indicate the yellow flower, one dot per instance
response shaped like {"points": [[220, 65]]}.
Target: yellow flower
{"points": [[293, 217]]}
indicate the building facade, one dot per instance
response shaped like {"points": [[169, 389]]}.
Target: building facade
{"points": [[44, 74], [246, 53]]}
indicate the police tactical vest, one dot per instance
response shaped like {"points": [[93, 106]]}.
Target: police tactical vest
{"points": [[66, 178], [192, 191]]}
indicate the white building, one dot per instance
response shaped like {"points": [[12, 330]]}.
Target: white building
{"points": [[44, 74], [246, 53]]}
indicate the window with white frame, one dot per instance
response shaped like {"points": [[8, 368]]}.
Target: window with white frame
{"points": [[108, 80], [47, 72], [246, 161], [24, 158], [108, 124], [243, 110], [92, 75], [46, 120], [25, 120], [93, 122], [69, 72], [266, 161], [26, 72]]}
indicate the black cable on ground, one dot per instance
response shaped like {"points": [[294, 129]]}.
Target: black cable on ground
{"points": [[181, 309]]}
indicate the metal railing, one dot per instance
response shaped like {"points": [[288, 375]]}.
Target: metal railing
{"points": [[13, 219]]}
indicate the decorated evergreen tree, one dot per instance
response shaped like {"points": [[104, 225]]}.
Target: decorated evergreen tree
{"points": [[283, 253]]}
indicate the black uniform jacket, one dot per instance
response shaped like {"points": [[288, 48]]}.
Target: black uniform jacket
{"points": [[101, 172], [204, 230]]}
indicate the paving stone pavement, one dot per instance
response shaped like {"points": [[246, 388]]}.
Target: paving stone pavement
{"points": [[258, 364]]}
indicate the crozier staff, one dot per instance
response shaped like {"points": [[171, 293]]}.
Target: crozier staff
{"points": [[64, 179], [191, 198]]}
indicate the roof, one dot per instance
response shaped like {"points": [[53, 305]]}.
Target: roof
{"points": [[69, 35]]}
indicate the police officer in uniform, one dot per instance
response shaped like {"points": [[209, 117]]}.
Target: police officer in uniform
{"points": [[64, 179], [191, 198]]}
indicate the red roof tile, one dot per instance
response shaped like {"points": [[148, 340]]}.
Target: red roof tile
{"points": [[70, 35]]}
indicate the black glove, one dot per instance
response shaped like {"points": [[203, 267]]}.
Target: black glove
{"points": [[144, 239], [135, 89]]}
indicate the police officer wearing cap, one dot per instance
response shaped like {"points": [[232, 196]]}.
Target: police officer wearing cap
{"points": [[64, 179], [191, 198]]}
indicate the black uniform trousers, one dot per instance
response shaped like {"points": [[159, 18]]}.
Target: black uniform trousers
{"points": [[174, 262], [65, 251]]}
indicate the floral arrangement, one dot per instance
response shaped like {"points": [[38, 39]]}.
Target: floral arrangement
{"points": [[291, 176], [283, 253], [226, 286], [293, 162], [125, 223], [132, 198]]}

----

Transcribe the full listing above without leaving anything out.

Result of this task:
indicate the yellow flower, one dot per instance
response shaped like {"points": [[220, 65]]}.
Target: yellow flower
{"points": [[293, 217]]}
indicate the building facade, one dot per instance
response shaped like {"points": [[169, 389]]}.
Target: building facade
{"points": [[44, 74], [246, 53]]}
indicate the police tactical vest, one dot per instance
response shaped like {"points": [[93, 106]]}.
Target: police tactical vest
{"points": [[66, 178], [192, 191]]}
indicate the white building, one dot per instance
response shaped like {"points": [[12, 330]]}.
Target: white building
{"points": [[44, 74], [246, 53]]}
indicate the window with white frame, one dot per instance
response shaped like {"points": [[8, 368]]}.
Target: window with white frame
{"points": [[108, 80], [47, 72], [246, 161], [24, 158], [108, 124], [243, 110], [92, 75], [46, 120], [25, 120], [93, 122], [69, 72], [266, 161], [26, 72]]}
indicate the black cable on ground, one dot per instance
response shaped like {"points": [[294, 129]]}.
Target: black cable on ground
{"points": [[181, 309]]}
indicate the metal railing, one dot per instance
response shaped like {"points": [[288, 375]]}.
Target: metal railing
{"points": [[13, 219]]}
indicate the decorated evergreen tree, one dot per instance
response shaped like {"points": [[104, 225]]}.
Target: decorated evergreen tree
{"points": [[283, 253]]}
indicate the black uniform jacket, one dot per instance
response shaped like {"points": [[288, 48]]}.
Target: black uniform jacket
{"points": [[101, 172], [204, 230]]}
indicate the paving stone pavement, one dot per instance
response shaped like {"points": [[246, 388]]}.
Target: paving stone pavement
{"points": [[258, 364]]}
indicate the crozier staff, one dot per instance
response shaped like {"points": [[171, 293]]}.
Target: crozier staff
{"points": [[64, 179], [191, 198]]}
indicate the roof, one dot per instance
response shaped like {"points": [[53, 305]]}.
Target: roof
{"points": [[69, 35]]}
indicate the police officer in uniform, one dot per instance
response shaped like {"points": [[209, 117]]}.
Target: police officer in uniform
{"points": [[64, 179], [191, 198]]}
indicate the red roof tile, one dot per instance
response shaped like {"points": [[148, 340]]}.
Target: red roof tile
{"points": [[70, 35]]}
indicate the black glove, one dot per instance
response shaped like {"points": [[203, 267]]}.
Target: black glove
{"points": [[144, 239], [135, 89]]}
indicate the police officer wearing cap, one dot per instance
response shaped like {"points": [[232, 196]]}.
Target: police officer wearing cap
{"points": [[64, 179], [191, 198]]}
indicate the black uniform trousers, one dot per instance
response shaped like {"points": [[159, 18]]}.
Target: black uniform trousers
{"points": [[174, 262], [65, 251]]}
indicate the floral arrangement, one dot per instance
response shaped like {"points": [[38, 39]]}.
Target: floral arrangement
{"points": [[291, 176], [283, 253], [226, 286], [293, 162], [125, 223], [132, 198]]}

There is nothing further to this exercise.